=== Section Start ===

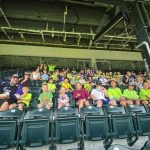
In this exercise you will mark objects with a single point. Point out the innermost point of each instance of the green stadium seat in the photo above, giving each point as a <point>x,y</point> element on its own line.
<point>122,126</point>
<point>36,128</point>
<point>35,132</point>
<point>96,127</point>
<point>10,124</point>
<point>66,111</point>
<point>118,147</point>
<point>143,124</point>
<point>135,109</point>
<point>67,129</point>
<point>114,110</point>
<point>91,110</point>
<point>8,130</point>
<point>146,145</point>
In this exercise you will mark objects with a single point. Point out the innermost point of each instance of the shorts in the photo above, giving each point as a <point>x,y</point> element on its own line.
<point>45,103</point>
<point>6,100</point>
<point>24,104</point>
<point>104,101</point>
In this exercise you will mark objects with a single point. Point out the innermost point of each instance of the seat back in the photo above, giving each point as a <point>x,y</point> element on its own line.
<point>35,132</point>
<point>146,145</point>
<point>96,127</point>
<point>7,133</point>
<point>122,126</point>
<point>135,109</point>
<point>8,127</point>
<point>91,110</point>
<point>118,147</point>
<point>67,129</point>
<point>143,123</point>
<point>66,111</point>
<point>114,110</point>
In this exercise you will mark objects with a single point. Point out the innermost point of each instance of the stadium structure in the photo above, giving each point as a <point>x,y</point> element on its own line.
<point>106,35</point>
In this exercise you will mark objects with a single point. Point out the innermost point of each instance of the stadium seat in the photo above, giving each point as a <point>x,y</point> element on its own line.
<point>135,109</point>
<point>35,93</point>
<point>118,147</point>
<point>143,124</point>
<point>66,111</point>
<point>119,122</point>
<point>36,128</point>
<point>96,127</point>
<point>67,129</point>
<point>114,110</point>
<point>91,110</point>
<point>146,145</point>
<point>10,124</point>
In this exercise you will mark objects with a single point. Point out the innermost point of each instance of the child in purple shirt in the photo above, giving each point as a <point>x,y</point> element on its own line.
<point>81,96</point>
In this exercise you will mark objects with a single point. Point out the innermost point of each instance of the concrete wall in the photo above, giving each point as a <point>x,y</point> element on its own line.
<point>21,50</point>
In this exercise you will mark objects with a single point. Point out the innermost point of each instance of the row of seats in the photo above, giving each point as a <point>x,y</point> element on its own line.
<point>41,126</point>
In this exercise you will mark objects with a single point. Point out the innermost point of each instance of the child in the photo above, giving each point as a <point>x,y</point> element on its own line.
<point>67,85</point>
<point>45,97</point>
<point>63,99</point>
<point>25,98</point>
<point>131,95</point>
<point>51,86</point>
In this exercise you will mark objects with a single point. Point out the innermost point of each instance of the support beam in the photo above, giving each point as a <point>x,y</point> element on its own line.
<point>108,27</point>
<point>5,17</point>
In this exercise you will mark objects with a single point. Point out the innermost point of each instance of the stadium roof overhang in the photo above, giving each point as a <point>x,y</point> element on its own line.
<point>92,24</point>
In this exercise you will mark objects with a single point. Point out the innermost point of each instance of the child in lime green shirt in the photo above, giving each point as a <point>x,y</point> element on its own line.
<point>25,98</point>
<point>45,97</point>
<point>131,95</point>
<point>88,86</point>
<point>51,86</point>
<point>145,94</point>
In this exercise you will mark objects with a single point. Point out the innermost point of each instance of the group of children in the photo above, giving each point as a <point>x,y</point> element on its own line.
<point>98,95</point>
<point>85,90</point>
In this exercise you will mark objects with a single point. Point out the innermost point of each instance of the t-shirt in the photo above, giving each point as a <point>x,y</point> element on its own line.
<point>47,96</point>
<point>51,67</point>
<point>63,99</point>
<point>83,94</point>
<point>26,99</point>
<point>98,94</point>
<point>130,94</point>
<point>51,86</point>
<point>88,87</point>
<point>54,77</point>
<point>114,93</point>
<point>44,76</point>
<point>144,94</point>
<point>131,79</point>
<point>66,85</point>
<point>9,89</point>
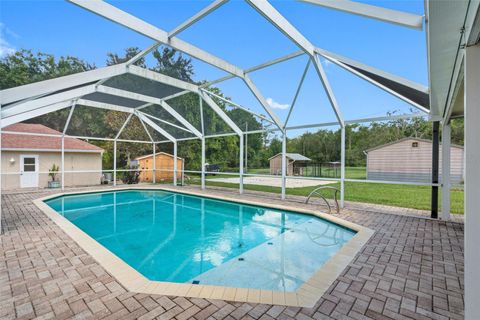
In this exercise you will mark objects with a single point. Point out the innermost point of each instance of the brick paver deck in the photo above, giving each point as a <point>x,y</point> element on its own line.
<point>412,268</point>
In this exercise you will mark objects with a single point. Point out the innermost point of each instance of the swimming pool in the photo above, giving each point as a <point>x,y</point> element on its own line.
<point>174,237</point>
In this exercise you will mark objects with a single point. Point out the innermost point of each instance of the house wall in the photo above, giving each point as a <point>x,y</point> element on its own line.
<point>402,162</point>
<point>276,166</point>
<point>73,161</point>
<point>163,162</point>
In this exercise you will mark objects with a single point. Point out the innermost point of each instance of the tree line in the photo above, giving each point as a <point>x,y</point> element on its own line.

=== Section End ===

> Problem details:
All lines from the one containing "of the house" to the end of the records are to be duplicated exactly, and no other lines are to be given.

> Solved problem:
In this exercise you will mark objects with a single point. Point out the innermost point of each instance of the house wall in the photo above, giving each point as a <point>x,y</point> element on its own line.
<point>402,162</point>
<point>276,166</point>
<point>73,161</point>
<point>163,162</point>
In this exercise you will mark objects with a single point. Point out the innermost point of each instance of the tree line in the photo above, giving each point as a <point>x,y</point> element on its own line.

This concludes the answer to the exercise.